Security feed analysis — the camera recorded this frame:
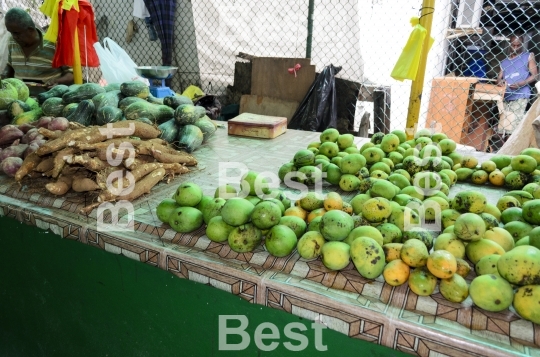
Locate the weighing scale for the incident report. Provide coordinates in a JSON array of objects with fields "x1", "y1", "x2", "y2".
[{"x1": 135, "y1": 66, "x2": 178, "y2": 98}]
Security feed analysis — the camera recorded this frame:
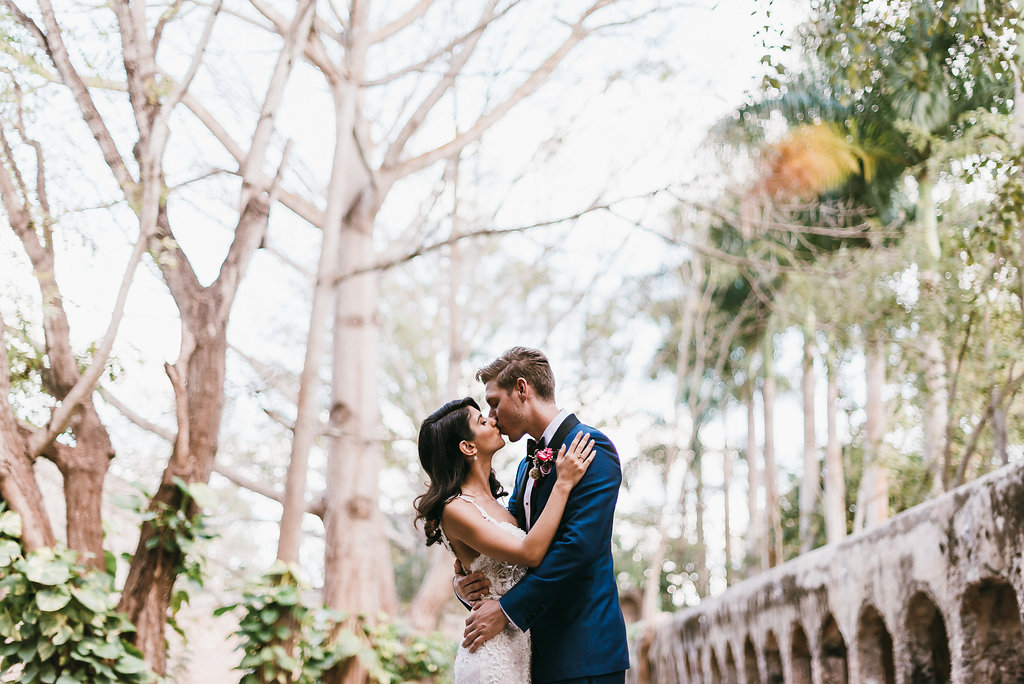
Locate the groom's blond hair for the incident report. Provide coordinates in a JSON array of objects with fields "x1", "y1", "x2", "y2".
[{"x1": 476, "y1": 347, "x2": 555, "y2": 401}]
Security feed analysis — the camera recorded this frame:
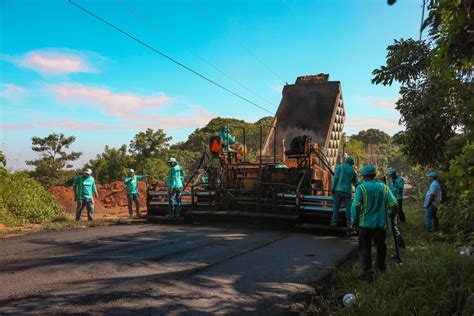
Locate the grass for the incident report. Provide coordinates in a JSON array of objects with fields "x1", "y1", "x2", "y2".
[{"x1": 308, "y1": 205, "x2": 474, "y2": 315}]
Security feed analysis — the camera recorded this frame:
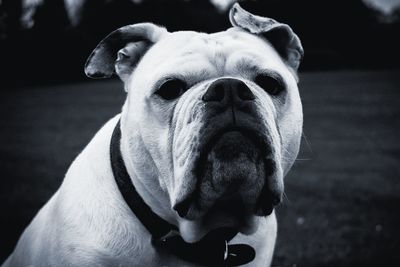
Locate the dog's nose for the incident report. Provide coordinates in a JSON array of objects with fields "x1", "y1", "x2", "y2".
[{"x1": 202, "y1": 78, "x2": 255, "y2": 103}]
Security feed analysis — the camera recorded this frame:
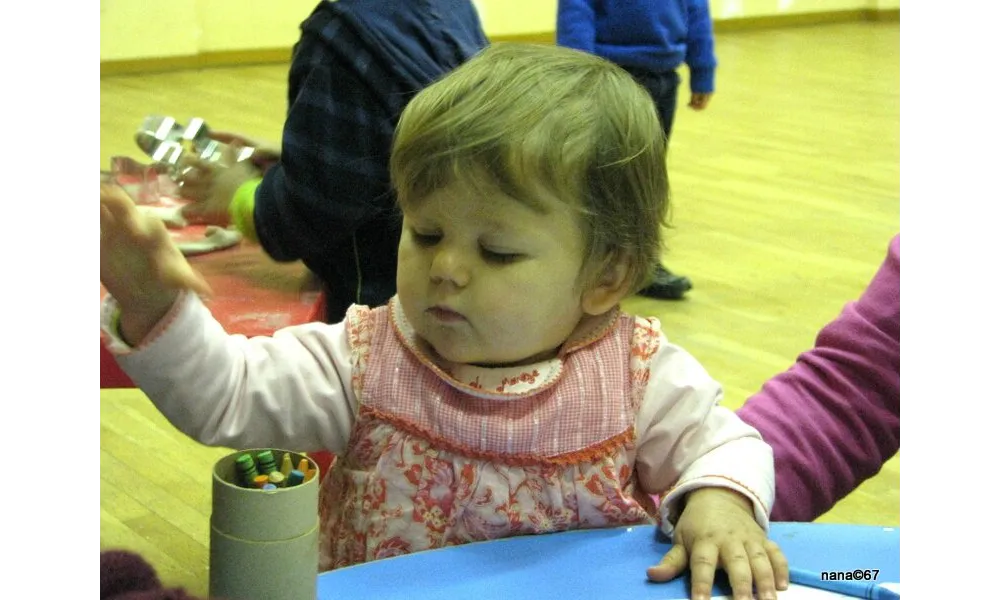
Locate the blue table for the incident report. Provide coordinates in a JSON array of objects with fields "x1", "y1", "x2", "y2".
[{"x1": 317, "y1": 523, "x2": 900, "y2": 600}]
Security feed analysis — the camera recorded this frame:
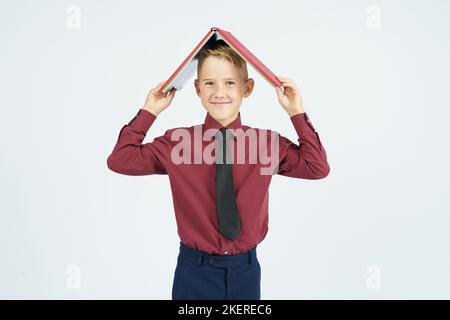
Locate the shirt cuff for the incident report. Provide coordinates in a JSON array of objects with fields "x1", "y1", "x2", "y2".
[
  {"x1": 291, "y1": 112, "x2": 316, "y2": 137},
  {"x1": 128, "y1": 109, "x2": 156, "y2": 134}
]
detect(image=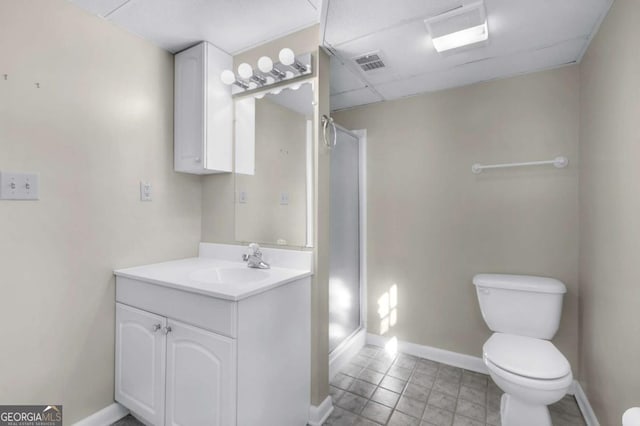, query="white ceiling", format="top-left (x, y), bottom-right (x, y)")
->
top-left (71, 0), bottom-right (320, 55)
top-left (71, 0), bottom-right (613, 110)
top-left (324, 0), bottom-right (612, 110)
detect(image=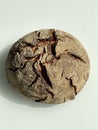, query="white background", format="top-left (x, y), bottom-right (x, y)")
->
top-left (0, 0), bottom-right (98, 130)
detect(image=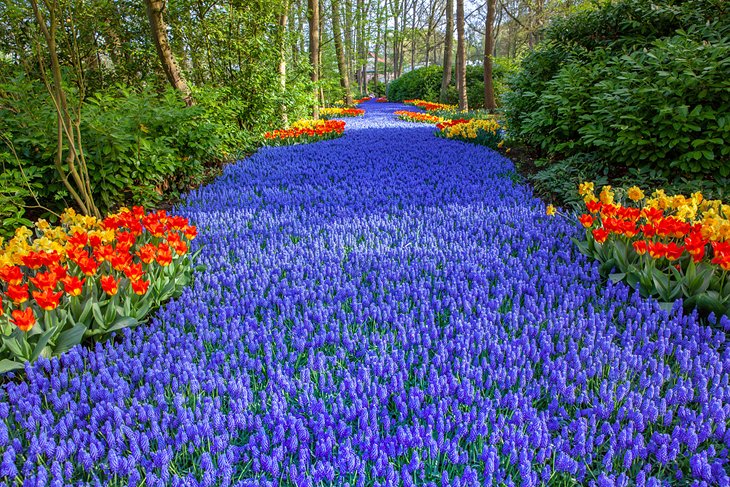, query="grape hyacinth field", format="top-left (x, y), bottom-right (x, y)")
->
top-left (0, 102), bottom-right (730, 487)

# Challenge:
Pull out every line above that contains the word "with". Case counts.

# Task response:
Locate the weighing scale for the incident report. Provide coordinates in a JSON array of objects with fields "x1", "y1", "x2", "y2".
Locate the groom's blond hair for the incident report. Provide coordinates in a JSON array of objects with fields "x1", "y1", "x2", "y2".
Locate the grass for the incident report. Provide coordinates in a JSON array of objects with fields "x1", "y1", "x2", "y2".
Locate the dog's nose for the incident report. Provide coordinates in a JSON array of objects with fields "x1", "y1", "x2", "y2".
Locate the blue table for the incident report. Provide coordinates in a JSON array of objects with fields "x1", "y1", "x2", "y2".
Locate the shirt cuff for the incident report. Provide coordinates in a JSON array of objects with fields "x1", "y1", "x2", "y2".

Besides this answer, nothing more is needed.